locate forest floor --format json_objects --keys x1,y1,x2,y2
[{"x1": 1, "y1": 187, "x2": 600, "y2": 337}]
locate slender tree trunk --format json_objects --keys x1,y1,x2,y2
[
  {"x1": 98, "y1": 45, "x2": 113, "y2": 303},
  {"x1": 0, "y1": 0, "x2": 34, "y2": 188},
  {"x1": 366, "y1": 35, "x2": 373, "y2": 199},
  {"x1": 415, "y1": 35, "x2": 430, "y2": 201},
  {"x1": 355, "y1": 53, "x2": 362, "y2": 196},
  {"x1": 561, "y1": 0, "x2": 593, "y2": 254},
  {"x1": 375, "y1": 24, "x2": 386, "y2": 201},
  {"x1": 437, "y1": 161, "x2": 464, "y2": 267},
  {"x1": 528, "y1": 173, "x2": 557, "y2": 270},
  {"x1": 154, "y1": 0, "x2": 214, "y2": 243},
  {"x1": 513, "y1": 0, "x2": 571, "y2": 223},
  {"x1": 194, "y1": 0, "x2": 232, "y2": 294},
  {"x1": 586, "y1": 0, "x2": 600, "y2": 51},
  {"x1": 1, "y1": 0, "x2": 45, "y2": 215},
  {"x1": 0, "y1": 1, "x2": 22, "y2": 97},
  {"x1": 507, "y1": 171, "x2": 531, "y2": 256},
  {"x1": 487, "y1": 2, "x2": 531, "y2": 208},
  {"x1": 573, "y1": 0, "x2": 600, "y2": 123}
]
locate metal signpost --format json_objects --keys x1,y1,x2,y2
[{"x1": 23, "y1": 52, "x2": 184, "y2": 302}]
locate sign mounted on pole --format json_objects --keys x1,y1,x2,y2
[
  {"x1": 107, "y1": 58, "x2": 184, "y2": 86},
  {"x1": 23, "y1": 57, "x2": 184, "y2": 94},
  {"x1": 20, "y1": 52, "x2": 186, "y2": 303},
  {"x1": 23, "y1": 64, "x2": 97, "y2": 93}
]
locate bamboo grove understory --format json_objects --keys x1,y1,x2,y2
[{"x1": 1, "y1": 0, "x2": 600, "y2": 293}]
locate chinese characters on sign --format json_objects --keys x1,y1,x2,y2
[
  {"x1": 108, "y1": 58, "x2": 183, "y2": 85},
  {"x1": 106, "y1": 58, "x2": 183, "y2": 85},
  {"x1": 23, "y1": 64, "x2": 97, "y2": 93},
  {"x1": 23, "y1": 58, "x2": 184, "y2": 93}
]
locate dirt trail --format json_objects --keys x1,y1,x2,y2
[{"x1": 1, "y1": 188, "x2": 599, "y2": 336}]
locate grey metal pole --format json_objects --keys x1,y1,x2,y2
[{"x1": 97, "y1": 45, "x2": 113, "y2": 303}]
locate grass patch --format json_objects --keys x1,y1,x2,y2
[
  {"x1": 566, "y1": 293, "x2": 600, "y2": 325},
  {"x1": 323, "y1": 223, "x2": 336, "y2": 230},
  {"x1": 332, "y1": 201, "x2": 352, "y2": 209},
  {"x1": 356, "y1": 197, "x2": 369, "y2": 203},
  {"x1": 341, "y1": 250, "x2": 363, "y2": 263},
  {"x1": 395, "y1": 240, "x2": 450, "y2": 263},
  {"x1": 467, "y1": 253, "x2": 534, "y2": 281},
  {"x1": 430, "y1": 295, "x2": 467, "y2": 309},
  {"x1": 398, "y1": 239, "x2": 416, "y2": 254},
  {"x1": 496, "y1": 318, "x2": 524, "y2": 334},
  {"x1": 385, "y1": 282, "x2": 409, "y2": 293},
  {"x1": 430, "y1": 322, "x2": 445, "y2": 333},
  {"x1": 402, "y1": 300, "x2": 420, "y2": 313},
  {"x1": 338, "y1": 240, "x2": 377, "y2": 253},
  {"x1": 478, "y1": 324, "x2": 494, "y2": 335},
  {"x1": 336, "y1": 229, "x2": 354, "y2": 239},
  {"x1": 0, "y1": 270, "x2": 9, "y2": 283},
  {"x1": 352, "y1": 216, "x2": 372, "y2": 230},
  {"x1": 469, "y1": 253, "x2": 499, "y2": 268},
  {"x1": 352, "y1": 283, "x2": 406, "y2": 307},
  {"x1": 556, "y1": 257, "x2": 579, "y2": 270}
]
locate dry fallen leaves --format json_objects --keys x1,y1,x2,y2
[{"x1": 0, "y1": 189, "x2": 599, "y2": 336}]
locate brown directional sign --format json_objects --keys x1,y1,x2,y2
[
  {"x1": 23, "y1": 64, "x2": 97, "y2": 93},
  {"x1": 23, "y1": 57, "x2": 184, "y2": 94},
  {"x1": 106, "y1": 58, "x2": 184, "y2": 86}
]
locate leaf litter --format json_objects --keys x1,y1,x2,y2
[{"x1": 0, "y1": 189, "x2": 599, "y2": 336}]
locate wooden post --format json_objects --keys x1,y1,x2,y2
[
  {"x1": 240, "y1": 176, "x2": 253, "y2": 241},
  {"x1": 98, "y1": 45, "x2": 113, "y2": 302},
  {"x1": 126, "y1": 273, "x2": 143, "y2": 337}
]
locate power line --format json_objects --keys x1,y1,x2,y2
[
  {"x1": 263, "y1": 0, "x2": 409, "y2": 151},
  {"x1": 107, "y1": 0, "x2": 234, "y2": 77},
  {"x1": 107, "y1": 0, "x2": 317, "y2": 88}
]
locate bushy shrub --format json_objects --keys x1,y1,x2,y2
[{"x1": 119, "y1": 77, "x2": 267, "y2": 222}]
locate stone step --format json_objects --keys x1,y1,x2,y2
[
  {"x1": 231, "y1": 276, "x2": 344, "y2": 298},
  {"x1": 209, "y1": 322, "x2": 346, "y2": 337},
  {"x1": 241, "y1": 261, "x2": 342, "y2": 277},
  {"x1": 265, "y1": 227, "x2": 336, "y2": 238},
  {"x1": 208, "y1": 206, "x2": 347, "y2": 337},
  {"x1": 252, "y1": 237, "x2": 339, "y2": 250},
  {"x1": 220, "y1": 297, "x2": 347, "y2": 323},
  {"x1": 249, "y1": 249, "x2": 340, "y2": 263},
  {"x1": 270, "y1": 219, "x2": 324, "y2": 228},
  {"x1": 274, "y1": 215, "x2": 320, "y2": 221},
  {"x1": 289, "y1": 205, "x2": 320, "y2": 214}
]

---+---

Exactly reproduce every line found in the records.

locate forest floor --format json_objects --keys x1,y1,x2,y2
[{"x1": 1, "y1": 187, "x2": 600, "y2": 337}]
locate slender tree trunk --format json_objects --keys x1,y1,x2,y2
[
  {"x1": 98, "y1": 45, "x2": 113, "y2": 303},
  {"x1": 0, "y1": 0, "x2": 34, "y2": 188},
  {"x1": 366, "y1": 35, "x2": 373, "y2": 199},
  {"x1": 415, "y1": 35, "x2": 430, "y2": 201},
  {"x1": 355, "y1": 53, "x2": 362, "y2": 196},
  {"x1": 561, "y1": 0, "x2": 593, "y2": 254},
  {"x1": 375, "y1": 24, "x2": 386, "y2": 201},
  {"x1": 437, "y1": 161, "x2": 464, "y2": 267},
  {"x1": 528, "y1": 173, "x2": 557, "y2": 270},
  {"x1": 154, "y1": 0, "x2": 214, "y2": 243},
  {"x1": 513, "y1": 0, "x2": 571, "y2": 223},
  {"x1": 194, "y1": 0, "x2": 232, "y2": 294},
  {"x1": 586, "y1": 0, "x2": 600, "y2": 51},
  {"x1": 1, "y1": 0, "x2": 45, "y2": 215},
  {"x1": 0, "y1": 1, "x2": 22, "y2": 97},
  {"x1": 507, "y1": 171, "x2": 531, "y2": 256},
  {"x1": 487, "y1": 2, "x2": 531, "y2": 208},
  {"x1": 573, "y1": 0, "x2": 600, "y2": 123}
]
locate metal signpost --format json_objects --keys x1,y1,x2,y2
[{"x1": 23, "y1": 52, "x2": 184, "y2": 302}]
locate sign mounted on pole --format json_objects --keys x1,y1,x2,y2
[
  {"x1": 107, "y1": 58, "x2": 184, "y2": 86},
  {"x1": 23, "y1": 57, "x2": 184, "y2": 94},
  {"x1": 20, "y1": 52, "x2": 186, "y2": 303},
  {"x1": 23, "y1": 64, "x2": 97, "y2": 93}
]
locate bamboo grove understory --format json_objects --keys x1,y1,x2,y2
[{"x1": 1, "y1": 0, "x2": 600, "y2": 293}]
locate chinese characters on sign --format json_objects --keys x1,y1,x2,y2
[
  {"x1": 108, "y1": 58, "x2": 183, "y2": 85},
  {"x1": 106, "y1": 58, "x2": 183, "y2": 85},
  {"x1": 23, "y1": 64, "x2": 97, "y2": 93},
  {"x1": 23, "y1": 58, "x2": 184, "y2": 93}
]
locate dirt trail --format json_objects --keys x1,y1,x2,y2
[{"x1": 1, "y1": 188, "x2": 599, "y2": 336}]
locate grey metal pole --format json_objects --keys x1,y1,x2,y2
[{"x1": 97, "y1": 45, "x2": 113, "y2": 303}]
locate grass patch --format json_objects --keys x1,y1,x2,y2
[
  {"x1": 566, "y1": 293, "x2": 600, "y2": 325},
  {"x1": 323, "y1": 223, "x2": 336, "y2": 230},
  {"x1": 332, "y1": 201, "x2": 352, "y2": 209},
  {"x1": 356, "y1": 197, "x2": 369, "y2": 203},
  {"x1": 341, "y1": 250, "x2": 363, "y2": 263},
  {"x1": 395, "y1": 240, "x2": 450, "y2": 263},
  {"x1": 467, "y1": 253, "x2": 534, "y2": 281},
  {"x1": 430, "y1": 295, "x2": 467, "y2": 309},
  {"x1": 398, "y1": 239, "x2": 416, "y2": 254},
  {"x1": 496, "y1": 318, "x2": 524, "y2": 334},
  {"x1": 385, "y1": 282, "x2": 409, "y2": 293},
  {"x1": 430, "y1": 322, "x2": 445, "y2": 333},
  {"x1": 402, "y1": 300, "x2": 420, "y2": 313},
  {"x1": 338, "y1": 240, "x2": 377, "y2": 253},
  {"x1": 478, "y1": 324, "x2": 494, "y2": 335},
  {"x1": 336, "y1": 229, "x2": 354, "y2": 239},
  {"x1": 0, "y1": 270, "x2": 9, "y2": 283},
  {"x1": 352, "y1": 216, "x2": 372, "y2": 230},
  {"x1": 469, "y1": 253, "x2": 499, "y2": 268},
  {"x1": 352, "y1": 283, "x2": 406, "y2": 307},
  {"x1": 556, "y1": 257, "x2": 579, "y2": 270}
]
locate dry fallen leaves --format json_objects --keys x1,y1,x2,y2
[{"x1": 0, "y1": 189, "x2": 599, "y2": 336}]
locate brown directional sign --format json_objects --keys x1,y1,x2,y2
[
  {"x1": 23, "y1": 64, "x2": 97, "y2": 93},
  {"x1": 23, "y1": 57, "x2": 184, "y2": 94},
  {"x1": 106, "y1": 58, "x2": 184, "y2": 86}
]
locate leaf litter --format json_objects --keys x1,y1,x2,y2
[{"x1": 0, "y1": 189, "x2": 599, "y2": 336}]
locate wooden post --format json_objects --keys x1,y1,x2,y2
[
  {"x1": 240, "y1": 176, "x2": 253, "y2": 241},
  {"x1": 98, "y1": 45, "x2": 113, "y2": 302},
  {"x1": 126, "y1": 273, "x2": 143, "y2": 337}
]
locate power line --format json_objects --keys x1,y1,x2,y2
[
  {"x1": 263, "y1": 0, "x2": 409, "y2": 151},
  {"x1": 107, "y1": 0, "x2": 234, "y2": 77},
  {"x1": 107, "y1": 0, "x2": 317, "y2": 88}
]
locate bushy shrub --format json_objects --keys x1,y1,x2,y2
[{"x1": 119, "y1": 77, "x2": 267, "y2": 222}]
locate stone step --format json_objects --keys x1,y1,x2,y2
[
  {"x1": 231, "y1": 276, "x2": 344, "y2": 298},
  {"x1": 209, "y1": 322, "x2": 346, "y2": 337},
  {"x1": 241, "y1": 261, "x2": 342, "y2": 277},
  {"x1": 265, "y1": 227, "x2": 336, "y2": 238},
  {"x1": 208, "y1": 206, "x2": 347, "y2": 337},
  {"x1": 252, "y1": 237, "x2": 339, "y2": 250},
  {"x1": 220, "y1": 297, "x2": 347, "y2": 323},
  {"x1": 249, "y1": 249, "x2": 340, "y2": 263},
  {"x1": 270, "y1": 219, "x2": 324, "y2": 228},
  {"x1": 274, "y1": 215, "x2": 320, "y2": 221},
  {"x1": 289, "y1": 205, "x2": 320, "y2": 214}
]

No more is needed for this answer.